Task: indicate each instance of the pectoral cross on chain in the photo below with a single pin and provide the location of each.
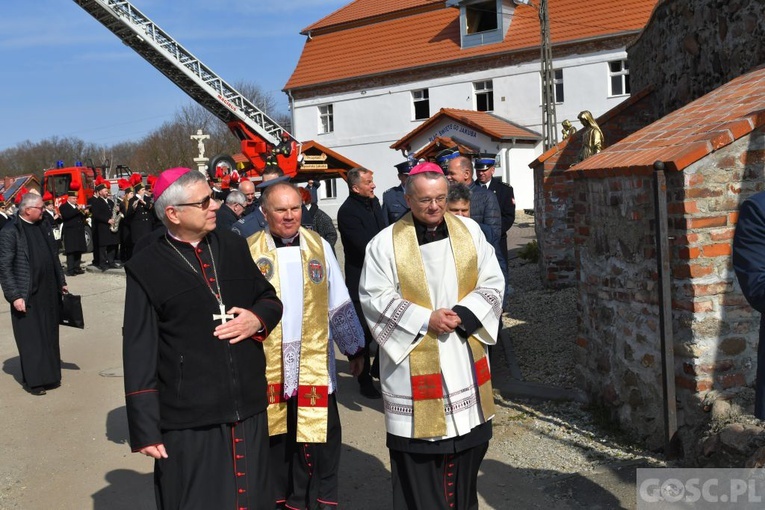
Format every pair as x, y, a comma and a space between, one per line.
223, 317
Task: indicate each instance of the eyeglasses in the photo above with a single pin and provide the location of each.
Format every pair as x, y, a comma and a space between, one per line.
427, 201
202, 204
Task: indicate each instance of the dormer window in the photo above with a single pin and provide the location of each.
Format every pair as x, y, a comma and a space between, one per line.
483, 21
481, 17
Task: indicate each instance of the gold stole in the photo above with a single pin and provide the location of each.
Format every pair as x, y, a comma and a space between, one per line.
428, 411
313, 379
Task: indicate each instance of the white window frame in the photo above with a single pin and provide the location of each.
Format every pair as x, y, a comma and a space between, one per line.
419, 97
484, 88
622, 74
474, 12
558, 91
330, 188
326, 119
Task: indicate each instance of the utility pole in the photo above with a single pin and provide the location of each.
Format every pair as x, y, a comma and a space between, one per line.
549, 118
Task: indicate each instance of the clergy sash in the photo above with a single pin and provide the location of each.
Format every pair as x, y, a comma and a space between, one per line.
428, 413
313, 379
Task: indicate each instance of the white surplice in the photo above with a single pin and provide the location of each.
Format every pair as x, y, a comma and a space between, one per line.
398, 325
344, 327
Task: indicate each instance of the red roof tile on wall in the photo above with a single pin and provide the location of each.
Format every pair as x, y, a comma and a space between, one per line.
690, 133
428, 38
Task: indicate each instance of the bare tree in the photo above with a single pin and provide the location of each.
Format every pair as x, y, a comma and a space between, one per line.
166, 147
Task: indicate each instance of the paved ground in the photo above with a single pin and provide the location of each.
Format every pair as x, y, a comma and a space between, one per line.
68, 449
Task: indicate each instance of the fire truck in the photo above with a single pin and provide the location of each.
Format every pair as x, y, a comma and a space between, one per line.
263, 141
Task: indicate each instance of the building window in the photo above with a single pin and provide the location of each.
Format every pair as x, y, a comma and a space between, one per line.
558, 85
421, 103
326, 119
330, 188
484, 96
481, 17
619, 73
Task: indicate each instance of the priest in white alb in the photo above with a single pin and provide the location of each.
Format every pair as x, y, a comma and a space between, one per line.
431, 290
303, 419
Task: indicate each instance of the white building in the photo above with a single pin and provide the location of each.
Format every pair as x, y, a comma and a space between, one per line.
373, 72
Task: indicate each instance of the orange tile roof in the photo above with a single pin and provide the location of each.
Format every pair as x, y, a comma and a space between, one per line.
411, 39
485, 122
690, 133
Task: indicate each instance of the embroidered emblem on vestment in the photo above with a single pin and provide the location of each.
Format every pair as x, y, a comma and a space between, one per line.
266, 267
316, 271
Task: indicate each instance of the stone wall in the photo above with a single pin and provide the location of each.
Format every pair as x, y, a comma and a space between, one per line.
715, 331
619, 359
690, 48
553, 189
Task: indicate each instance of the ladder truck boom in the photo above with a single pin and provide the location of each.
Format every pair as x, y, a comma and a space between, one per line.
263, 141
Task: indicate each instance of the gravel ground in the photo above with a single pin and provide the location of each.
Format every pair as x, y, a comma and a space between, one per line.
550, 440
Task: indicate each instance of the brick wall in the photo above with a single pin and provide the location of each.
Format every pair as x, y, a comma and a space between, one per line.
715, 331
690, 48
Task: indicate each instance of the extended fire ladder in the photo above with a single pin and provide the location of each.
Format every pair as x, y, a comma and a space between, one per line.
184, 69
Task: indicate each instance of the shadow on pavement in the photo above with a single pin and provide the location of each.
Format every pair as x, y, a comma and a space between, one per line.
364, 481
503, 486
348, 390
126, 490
####################
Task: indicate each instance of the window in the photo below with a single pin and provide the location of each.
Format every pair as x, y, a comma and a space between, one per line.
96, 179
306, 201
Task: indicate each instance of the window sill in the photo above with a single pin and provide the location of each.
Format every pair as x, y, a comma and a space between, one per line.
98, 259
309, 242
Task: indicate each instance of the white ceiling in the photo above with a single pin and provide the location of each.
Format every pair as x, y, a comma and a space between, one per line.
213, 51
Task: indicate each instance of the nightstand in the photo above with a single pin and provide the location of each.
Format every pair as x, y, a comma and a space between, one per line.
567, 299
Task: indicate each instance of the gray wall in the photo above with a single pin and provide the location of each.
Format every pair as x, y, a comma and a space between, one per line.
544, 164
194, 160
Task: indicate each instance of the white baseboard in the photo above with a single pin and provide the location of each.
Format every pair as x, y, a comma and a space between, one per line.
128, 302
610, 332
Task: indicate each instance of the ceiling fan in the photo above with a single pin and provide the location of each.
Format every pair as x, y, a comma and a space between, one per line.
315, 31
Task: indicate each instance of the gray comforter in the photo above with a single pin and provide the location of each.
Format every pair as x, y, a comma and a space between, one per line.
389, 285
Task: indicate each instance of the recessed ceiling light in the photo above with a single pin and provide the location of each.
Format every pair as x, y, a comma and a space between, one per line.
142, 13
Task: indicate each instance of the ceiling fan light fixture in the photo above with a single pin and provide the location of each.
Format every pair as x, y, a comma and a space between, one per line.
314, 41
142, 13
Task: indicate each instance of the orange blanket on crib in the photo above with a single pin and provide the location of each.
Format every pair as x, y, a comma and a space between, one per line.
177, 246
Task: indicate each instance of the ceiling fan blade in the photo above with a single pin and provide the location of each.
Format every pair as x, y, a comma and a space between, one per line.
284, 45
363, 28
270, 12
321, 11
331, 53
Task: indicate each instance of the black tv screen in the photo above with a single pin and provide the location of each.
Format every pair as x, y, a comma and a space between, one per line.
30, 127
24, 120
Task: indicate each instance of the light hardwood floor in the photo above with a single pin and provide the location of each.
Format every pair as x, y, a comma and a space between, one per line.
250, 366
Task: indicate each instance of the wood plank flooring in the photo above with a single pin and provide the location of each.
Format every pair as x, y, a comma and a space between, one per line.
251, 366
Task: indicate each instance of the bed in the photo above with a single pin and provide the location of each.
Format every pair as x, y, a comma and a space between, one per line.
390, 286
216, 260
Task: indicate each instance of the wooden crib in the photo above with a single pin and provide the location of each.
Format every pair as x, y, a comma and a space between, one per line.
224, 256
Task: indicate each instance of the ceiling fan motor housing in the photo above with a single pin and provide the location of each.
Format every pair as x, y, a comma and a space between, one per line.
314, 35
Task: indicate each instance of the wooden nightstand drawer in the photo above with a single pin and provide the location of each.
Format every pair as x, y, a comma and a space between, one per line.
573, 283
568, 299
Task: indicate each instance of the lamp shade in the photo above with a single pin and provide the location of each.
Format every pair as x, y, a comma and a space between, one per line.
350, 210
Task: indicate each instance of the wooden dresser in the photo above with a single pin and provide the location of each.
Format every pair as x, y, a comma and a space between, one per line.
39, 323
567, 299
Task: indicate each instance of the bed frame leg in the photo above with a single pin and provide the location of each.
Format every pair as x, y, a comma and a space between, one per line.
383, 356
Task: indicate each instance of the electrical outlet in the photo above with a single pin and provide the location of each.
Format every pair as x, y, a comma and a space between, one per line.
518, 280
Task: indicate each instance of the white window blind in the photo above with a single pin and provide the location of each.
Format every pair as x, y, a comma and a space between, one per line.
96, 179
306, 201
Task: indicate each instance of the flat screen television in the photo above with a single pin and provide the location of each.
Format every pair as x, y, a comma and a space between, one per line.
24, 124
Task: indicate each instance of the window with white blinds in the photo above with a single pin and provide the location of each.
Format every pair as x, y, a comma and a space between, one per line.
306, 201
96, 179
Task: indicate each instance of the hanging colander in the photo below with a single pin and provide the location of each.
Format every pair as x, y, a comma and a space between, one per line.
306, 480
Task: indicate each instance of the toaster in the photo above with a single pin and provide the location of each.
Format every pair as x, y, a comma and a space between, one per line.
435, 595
####################
◆ Exercise details ◆
Show every line above that contains the string "truck", matching case.

◆ Result of the exercise ◆
Task: indicate each instance of the fire truck in the photo above with a single pin and provide the location of each.
Task: indicate each instance of the ladder truck boom in the photo above with a single pin and provide the location of each.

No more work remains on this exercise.